● Documentfragment
_ _ _

Wij vinden het echter wel verstandig het ratificeringsproces op zo’n manier te coördineren dat het proces – ongeacht welke vorm het in de afzonderlijke lidstaten zou moeten aannemen – zo wordt uitgevoerd dat het in alle landen gelijktijdig formeel kan worden afgesloten, zoals beschreven in paragraaf 20 van het verslag.

 
  
MPphoto
 
 

  Marie-Noëlle Lienemann (PSE), schriftelijk.(FR) Ik vind dat de meerderheid van het Europees Parlement geen poging heeft ondernomen om een antwoord te vinden op de boodschap van de volkeren in de Europese Unie die het Grondwettelijk Verdrag hebben afgewezen. Door amendement 1 te verwerpen heeft het Parlement de idee om de mensen via referenda over welk nieuw verdrag ook te raadplegen, van de hand gewezen. Toch is dat een essentiële factor, omdat het gaat om hun mogelijkheid om sociaal beleid of beleid dat aansluit bij hun aspiraties af te dwingen. Dat is een belangrijke tekortkoming van de Europese Unie. Daarom zal ik tegen dit verslag stemmen.

 
  
MPphoto
 
 

  Mairead McGuinness (PPE-DE), schriftelijk. (EN) Ik heb tegen paragraaf 20 (oorspronkelijke tekst) van het eerdergenoemde verslag gestemd om dat ik ervan overtuigd ben dat het voorstel om een ratificatieproces binnen alle EU-lidstaten gelijktijdig te laten verlopen niet haalbaar is.

 
  
MPphoto
 
 

  Athanasios Pafilis (GUE/NGL), schriftelijk. – (EL) Met het verslag wil men de Europese Grondwet uit de dood doen herrijzen. Het Europees Parlement toont een provocerende minachting voor het Franse en het Nederlandse volk, die de "Europese Grondwet" met een referendum hebben verworpen, evenals voor de andere volkeren, die van hun regeringen niet het recht hebben gekregen om hun stem te laten horen.

_ _ _

● Brongegevens

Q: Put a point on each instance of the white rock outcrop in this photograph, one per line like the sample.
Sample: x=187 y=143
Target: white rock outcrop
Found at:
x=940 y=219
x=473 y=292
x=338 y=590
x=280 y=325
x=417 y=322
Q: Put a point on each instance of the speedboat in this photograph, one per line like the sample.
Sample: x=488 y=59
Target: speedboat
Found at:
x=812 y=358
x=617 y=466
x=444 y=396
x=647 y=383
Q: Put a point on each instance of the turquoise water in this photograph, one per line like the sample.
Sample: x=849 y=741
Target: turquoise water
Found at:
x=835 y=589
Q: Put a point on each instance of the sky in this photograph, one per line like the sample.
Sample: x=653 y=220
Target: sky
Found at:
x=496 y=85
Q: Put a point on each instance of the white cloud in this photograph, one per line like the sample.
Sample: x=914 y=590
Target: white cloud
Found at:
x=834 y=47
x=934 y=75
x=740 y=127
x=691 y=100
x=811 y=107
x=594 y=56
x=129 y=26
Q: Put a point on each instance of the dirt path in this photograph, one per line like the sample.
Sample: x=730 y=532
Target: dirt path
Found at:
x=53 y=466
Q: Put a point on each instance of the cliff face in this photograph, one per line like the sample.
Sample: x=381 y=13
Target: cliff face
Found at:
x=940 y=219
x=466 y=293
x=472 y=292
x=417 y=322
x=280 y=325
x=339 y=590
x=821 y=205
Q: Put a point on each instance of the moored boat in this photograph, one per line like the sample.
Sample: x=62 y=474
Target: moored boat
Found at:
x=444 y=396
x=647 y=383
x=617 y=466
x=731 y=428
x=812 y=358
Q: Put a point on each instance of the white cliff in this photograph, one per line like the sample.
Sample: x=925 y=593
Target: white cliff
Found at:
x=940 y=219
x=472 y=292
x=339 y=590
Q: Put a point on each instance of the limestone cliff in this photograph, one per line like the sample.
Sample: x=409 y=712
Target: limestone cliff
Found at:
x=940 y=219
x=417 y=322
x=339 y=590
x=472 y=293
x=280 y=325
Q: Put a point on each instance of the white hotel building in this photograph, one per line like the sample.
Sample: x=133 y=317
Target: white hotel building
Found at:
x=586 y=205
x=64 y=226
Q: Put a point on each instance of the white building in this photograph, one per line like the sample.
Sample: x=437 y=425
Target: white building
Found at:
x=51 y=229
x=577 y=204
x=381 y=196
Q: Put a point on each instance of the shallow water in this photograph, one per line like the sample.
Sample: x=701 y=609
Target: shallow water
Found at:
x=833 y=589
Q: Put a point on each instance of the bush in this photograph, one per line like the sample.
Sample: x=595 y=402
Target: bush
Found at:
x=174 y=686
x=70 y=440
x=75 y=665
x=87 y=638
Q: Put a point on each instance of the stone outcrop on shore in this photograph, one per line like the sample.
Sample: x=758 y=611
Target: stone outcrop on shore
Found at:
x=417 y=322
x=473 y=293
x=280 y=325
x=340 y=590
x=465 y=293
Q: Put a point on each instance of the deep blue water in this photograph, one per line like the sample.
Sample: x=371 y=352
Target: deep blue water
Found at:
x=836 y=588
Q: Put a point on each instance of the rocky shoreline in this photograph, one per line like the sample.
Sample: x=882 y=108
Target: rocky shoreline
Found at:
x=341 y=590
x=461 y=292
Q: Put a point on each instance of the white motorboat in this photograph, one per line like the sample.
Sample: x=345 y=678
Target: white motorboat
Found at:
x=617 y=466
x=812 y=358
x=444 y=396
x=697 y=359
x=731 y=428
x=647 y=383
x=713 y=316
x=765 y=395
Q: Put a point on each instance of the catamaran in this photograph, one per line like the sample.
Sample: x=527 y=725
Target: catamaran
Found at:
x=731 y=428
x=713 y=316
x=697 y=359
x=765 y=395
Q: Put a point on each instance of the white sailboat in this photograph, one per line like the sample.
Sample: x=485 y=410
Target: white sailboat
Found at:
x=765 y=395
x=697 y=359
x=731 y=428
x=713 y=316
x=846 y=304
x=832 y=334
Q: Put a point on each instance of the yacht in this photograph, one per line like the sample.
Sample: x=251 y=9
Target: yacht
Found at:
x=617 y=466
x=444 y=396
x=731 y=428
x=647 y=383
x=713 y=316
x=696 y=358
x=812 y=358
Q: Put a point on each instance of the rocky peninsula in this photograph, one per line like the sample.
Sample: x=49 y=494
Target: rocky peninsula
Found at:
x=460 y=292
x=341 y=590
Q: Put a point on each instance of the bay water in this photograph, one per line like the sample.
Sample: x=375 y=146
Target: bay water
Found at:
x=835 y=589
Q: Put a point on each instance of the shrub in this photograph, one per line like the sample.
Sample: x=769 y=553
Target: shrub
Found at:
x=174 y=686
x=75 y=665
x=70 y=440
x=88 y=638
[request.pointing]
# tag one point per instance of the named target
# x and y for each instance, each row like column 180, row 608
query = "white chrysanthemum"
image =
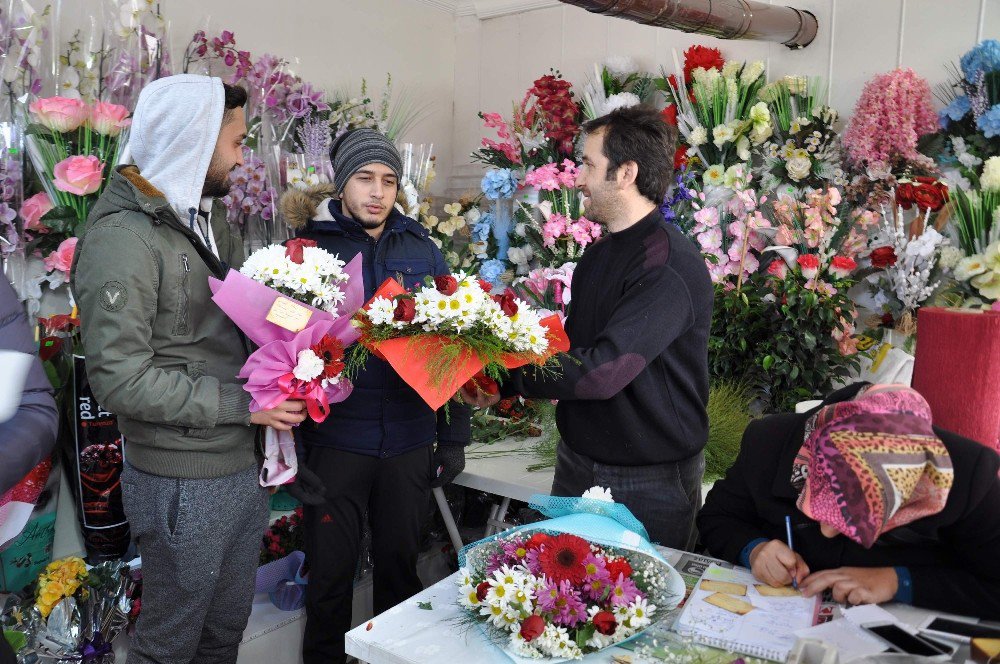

_ _ _

● Werkinstructies
Schrijf uit het documentfragment letterlijk het deel over vanaf "Marie-Noëlle Lienemann (PSE), schriftelijk.(FR)" tot en met "dit verslag stemmen.".

● Uitgewerkte opdracht
Marie-Noëlle Lienemann (PSE), schriftelijk.(FR) Ik vind dat de meerderheid van het Europees Parlement geen poging heeft ondernomen om een antwoord te vinden op de boodschap van de volkeren in de Europese Unie die het Grondwettelijk Verdrag hebben afgewezen. Door amendement 1 te verwerpen heeft het Parlement de idee om de mensen via referenda over welk nieuw verdrag ook te raadplegen, van de hand gewezen. Toch is dat een essentiële factor, omdat het gaat om hun mogelijkheid om sociaal beleid of beleid dat aansluit bij hun aspiraties af te dwingen. Dat is een belangrijke tekortkoming van de Europese Unie. Daarom zal ik tegen dit verslag stemmen.